- _DIRECTIONS_
Answer these questions about the movie-mode text, each on its own line:
1. What is the maximum resolution and frame rate for recording a movie?
2. In what file format is a movie recorded?
3. What minimum resolution does the writer wish Canon had provided?

As the name suggest, this mode is used to record movie clips from your camera. Just enter the mode & the movie will start to record as soon as you depress the shutter button. The maximum resolution at which a movie can be recorded is at 640*480 @ 30 FPS with a monaural audio stream (PCM 8 bit). Other resolutions available are 320*240 & 160*120 at high & low quality. The file is recorded in an .avi format & it takes up a massive 30 MB for a 20 sec clip. The video quality is good but you cannot say spectacular as digital cameras are bad when it comes to recording movies. It is acceptable to shoot those occassional incidents with friends.  The mono audio is also a turn down, so is the resolution. I wish Canon had provided at least 800*600 & that too stereo.

- _ROWS_
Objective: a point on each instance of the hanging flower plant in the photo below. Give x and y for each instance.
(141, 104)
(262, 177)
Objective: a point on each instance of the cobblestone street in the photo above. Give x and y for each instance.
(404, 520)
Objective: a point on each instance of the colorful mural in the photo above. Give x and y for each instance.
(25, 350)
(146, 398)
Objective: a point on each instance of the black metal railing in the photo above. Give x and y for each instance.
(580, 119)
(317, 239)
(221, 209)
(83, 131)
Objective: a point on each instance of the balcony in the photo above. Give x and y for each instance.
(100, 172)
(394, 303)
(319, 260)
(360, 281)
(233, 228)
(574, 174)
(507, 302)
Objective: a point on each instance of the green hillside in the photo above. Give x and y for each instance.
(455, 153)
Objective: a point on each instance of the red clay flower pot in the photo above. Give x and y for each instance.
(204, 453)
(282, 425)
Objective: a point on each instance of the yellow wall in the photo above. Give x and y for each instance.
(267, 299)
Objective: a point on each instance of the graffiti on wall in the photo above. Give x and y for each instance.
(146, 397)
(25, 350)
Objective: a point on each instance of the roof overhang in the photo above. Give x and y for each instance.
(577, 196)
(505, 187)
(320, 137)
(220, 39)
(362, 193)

- _SOLUTION TO THIS PROBLEM_
1. 640*480 at 30 FPS
2. .avi
3. 800*600